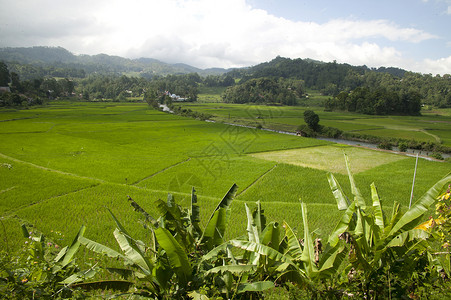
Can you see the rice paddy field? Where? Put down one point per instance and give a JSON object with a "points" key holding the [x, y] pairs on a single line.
{"points": [[64, 164], [431, 126]]}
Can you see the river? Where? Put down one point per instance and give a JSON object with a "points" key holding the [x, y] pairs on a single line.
{"points": [[409, 152]]}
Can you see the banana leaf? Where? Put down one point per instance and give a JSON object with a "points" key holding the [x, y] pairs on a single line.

TASK GOAL — Starting with the top line, write out all the data above exactly; keep the pictures out.

COMPLETED EXERCISE —
Can you see the rice paddy field? Where? Put down one point per instance and give a JSON object with a "points" key holding the [x, y] pairs on a single line.
{"points": [[64, 164], [431, 126]]}
Can you see the river? Where? Put down one point per instance and give a JSON object with a "points" key holding the [x, y] pairs on a single line.
{"points": [[409, 152]]}
Can you see the banana leaf? Where? Put down one point per instance and give a JSON object with a "points" key holding the [x, y] pairs on a single line.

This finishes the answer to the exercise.